Point-per-instance localization data
○ ○ ○

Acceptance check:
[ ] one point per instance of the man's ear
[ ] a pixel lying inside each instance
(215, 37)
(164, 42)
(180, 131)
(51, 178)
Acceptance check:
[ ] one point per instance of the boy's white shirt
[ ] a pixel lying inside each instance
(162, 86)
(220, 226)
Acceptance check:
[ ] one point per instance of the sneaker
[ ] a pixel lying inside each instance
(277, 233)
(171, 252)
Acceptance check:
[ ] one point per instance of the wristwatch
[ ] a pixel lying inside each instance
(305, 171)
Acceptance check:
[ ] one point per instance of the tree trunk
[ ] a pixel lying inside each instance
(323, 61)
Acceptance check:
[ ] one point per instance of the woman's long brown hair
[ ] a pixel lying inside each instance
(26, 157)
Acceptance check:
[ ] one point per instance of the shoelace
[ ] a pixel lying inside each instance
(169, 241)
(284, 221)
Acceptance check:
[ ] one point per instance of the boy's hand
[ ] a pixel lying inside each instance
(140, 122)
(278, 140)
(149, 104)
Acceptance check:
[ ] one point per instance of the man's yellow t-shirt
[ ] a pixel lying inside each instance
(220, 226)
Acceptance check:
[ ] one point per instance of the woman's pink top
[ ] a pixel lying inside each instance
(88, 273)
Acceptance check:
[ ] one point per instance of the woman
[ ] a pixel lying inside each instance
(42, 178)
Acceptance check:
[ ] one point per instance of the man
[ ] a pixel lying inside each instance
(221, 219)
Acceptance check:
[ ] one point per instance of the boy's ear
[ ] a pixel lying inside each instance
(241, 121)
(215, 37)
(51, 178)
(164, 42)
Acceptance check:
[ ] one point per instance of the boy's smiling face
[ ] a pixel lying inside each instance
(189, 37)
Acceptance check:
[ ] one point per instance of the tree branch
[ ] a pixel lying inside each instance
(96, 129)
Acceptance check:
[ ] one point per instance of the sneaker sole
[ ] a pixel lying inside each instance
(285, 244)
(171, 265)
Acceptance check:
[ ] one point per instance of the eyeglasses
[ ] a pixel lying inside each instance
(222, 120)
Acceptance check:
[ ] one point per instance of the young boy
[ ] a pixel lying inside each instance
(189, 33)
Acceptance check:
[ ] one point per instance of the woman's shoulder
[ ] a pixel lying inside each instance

○ ○ ○

=== TASK ITEM ===
Each line of the data above containing the string "tree" is to be copied.

=== PROBLEM SOLUTION ===
[ ] one point per instance of the tree trunk
[ ] one point per instance of the tree branch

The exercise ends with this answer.